## Exercise passage
--- --- ---

This seems like a really clear win to me and seems like something we can do by attaching geo data to a single form definition ("pond frog survey" in @mathieubossaert's example). Features defined in that geo data file would appear on the existing form instance map. Tapping one would start a form instance with fields populated from the geo data file.

Wouldn't it be even better to have each cell be a geo feature with a feature ID and be able to tap on a cell to start a form? That would be essentially the same thing as the frog case.

Let's help the wine growers.

I asked for some clarifications in the doc. While I agree with @Xiphware that these cases are longitudinal, as you say, it's possible to improve these significantly without supporting the full workflow. In all of the cases described, I think this can be achieved in the context of a single form definition.

Thanks for chiming in, @RubenFoquet. I think your first point is likely to be addressed in the relatively near-term. We'll make sure to loop you in to ongoing conversations.

Points 2 and 3 are squarely in the realm of entity-based data collection. I don't think we'd tackle those workflow aspects as part of this work but hopefully we get there sooner than later. It's a big piece of work and we have to figure out how to resource it.

mathieubossaert · August 4, 2020, 6:30am

Hi @LN, I understand what you mean, but in the example of plant monitoring If we start a form for each cell (geo object), a lot of data will be common for all cells (date, users, weather, water level...) and some steps will be repetitive and maybe time consuming (go to the end of the form, finalize it...). Geo improvement could be very useful to start forms and to loop over map objects in a repeat.

LN · August 4, 2020, 11:38pm

Ah yes, I see. So there's a hierarchical aspect. In an ideal world, I think this would be entity-based and there'd be two entities: area/sampling session and then cells. You could select an area, fill out some information about it and then fill out information about each of its cells.

--- --- ---

Items from a dataset
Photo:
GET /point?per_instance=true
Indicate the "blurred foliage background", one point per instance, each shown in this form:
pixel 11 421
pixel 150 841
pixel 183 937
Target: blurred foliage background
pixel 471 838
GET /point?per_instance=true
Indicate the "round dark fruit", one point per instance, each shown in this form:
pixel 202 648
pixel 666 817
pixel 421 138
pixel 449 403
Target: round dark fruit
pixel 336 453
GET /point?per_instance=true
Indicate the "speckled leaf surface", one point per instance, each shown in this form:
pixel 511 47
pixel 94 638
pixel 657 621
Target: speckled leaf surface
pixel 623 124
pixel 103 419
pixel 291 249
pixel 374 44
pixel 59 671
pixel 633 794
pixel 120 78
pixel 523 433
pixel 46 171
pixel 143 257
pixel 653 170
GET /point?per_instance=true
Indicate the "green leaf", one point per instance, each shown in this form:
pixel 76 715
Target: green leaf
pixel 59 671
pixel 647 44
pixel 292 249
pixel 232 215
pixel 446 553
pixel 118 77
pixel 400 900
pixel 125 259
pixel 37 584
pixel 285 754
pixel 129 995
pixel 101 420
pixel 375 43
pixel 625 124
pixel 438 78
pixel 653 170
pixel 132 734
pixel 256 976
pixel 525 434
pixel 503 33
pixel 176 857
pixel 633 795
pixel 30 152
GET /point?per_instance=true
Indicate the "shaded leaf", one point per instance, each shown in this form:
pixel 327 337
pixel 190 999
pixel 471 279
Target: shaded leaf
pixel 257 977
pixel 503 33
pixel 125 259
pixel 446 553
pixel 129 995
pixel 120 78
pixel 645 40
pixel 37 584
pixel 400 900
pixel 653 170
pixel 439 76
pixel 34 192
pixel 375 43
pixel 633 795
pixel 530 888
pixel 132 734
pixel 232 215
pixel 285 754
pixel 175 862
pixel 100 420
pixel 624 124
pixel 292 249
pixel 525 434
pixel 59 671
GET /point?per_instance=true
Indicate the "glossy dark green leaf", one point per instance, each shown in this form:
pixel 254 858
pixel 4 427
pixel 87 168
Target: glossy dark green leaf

--- --- ---

## Task goal
Continue the forum thread about geo data in forms from where it stops. The material has no connection to the forum thread about geo data in forms.

## Answer
Do you need to access the general information (e.g. weather) when you're collecting data about a cell? Can the first level of the hierarchy be defined ahead of time? For example, if the first level represents an "area", what I'd do is have two forms. The first form would have a map with features that represent areas. You could tap an area and fill out the metadata you mentioned (visit date, weather, etc). Then after you did that once for the current area, you'd exit out of that form and go into the cell form. You'd see a map with cells, tap a cell and fill out only data specific to that cell. You wouldn't have to specify anything about the area because that would be part of the properties for each cell. You'd then link the area data to each cell in analysis. How does that sound?

mathieubossaert · August 5, 2020, 7:30am

It sounds great to me, and greater if the link between "general / metadata form" and "cell/map object" can be as transparent as possible for the data collector.

qke · February 14, 2025, 8:41am

Hello, is feature 1 still in development? I have tested a lot of applications and each time I cannot see offline the polygons that I collected in previous forms. Do you have a method to display them when I collect a new polygon? This is to make sure that they do not overlap when I am in the field.
Thanks!

spwoodcock · February 19, 2025, 1:24pm

As far as I know there is no way to display existing geometries when you collect a new one.

It's possible to display the collected geometries in the form, just not in the same question as the one collecting a new geom.

To do that, the solution to this is to use Entities instead of external geometry datasets.

If you:

Create an entity list.
Create a geopoint question that has a save_to field pointing to an entity list property.
Use the create_if entity creation setting.

Then when you collect a new geopoint, it should save to the entity list.

Then the next form you open will sync the entity list data and a select_one_from_file question should be able to view the geometries saved to the entity list.